Dear colleagues, the time scale for the steps leading to decisions for the L0 baseline implementations are the following: - end 1998: define list of requirements to allow comparison (this mail). - 1/4/98: all implementation studies have provided a written document(s) addressing the requirements. - 1/7/98: if possible the trigger group recommends baseline implementations to the LHCb management, if no agreement within the trigger group: we ask for a review board to decide for us. - mid 2001: TDR ready (real deadline given to referees 31/12/2001).

List of items recommended to be fulfilled by the various implementation studies:

1) An overall scheme of the data flow and its hardware implementation from the Front-End via the actual processors to the L0 decision unit, and the L1 buffer of the output of the trigger. For the calorimeters liaise with the FE designers to agree upon the assumptions. Hopefully this will also be possible for the muons soon (maybe January next year a FE responsible will start his work for the muons).

2) A cost estimate based on the above mentioned scheme. Some basic rules . wherever high speed links are involved, do not assume a certain price, single them out to allow an equal (to be recommended by LHCb) cost estimate of these links. Mention their length (which should be agreed upon with Frank Harris) and band-width. . Always base the price on procurement in 1999. . For components where a large price difference is expected in the future, supply a second price for expectations when bought in 2003. . wherever large scale integration in the FE is assumed, make it clear that the trigger electronics part of these FE boards is included in the trigger price.

3) Wherever the processing is asynchronous: show that the trigger will run up to a sustained luminosity of 5x10**32, or show the loss as a function of L. Typically some simulation of the asynchronous, or other "non-trivial" parts is expected. The baseline generator to provide the input will be decided soon (by the physics group), after which a new sample of MC will be generated.

4) The latency should be provided based on the above overall scheme and the simulation, in agreement with Ioana Videau.

5) Explain what is assumed for the FE synchronisation. How do you synchronise the FE data. How does your system deal with parts of your system (or the FE) having missed a clock, or suffers from single-event-upsets. How are these detected, how long to reset them, etc.. How is your system monitored/debugged. Yuri Ermolin has agreed to look into these items, and collect and compare the various scenarios.

## DIRECTIVE
Please transcribe everything from "2) A cost estimate" down to "the trigger price." in the note on L0 trigger requirements, keeping every word and mark unchanged.

## SUPPLIED RECORDS
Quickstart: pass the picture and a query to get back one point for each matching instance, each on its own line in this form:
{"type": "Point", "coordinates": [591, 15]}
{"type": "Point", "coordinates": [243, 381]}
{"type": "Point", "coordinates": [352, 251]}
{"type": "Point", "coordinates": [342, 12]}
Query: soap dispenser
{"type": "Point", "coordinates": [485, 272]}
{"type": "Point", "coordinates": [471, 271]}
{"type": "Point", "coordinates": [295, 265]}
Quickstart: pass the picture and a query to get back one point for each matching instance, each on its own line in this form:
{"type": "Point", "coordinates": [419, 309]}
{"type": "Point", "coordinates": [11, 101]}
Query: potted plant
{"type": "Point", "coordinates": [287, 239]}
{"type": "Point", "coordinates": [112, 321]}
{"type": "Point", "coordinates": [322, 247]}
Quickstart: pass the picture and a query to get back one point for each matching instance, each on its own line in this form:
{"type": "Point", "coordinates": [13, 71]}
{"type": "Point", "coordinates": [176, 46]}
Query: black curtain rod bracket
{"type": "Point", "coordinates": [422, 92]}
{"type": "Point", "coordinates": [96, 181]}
==
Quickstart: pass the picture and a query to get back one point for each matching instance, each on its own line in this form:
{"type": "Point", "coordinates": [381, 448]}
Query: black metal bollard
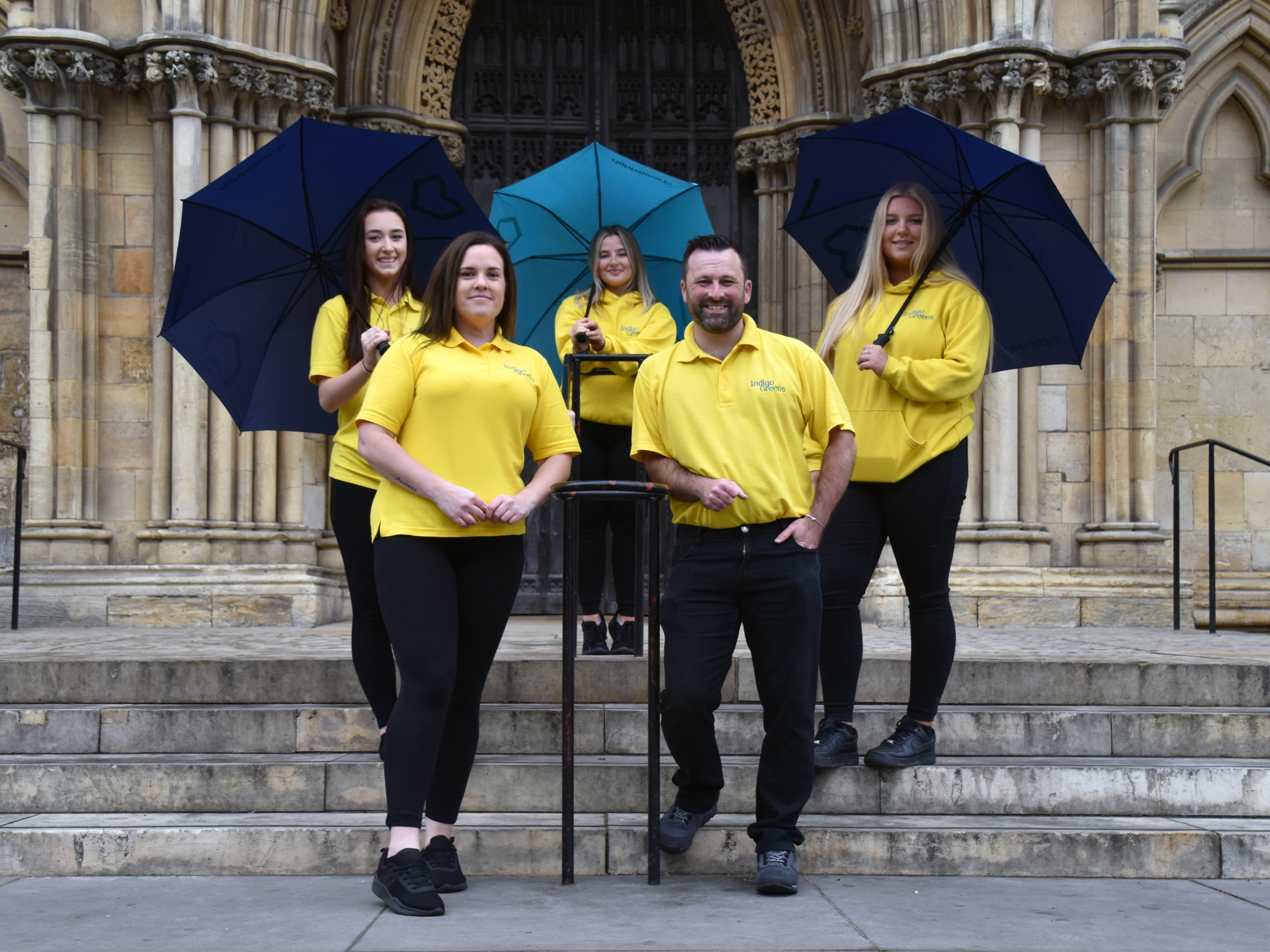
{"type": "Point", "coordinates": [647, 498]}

## ANSWER TO THIS PROBLEM
2) A cost estimate based on the above mentioned scheme. Some basic rules . wherever high speed links are involved, do not assume a certain price, single them out to allow an equal (to be recommended by LHCb) cost estimate of these links. Mention their length (which should be agreed upon with Frank Harris) and band-width. . Always base the price on procurement in 1999. . For components where a large price difference is expected in the future, supply a second price for expectations when bought in 2003. . wherever large scale integration in the FE is assumed, make it clear that the trigger electronics part of these FE boards is included in the trigger price.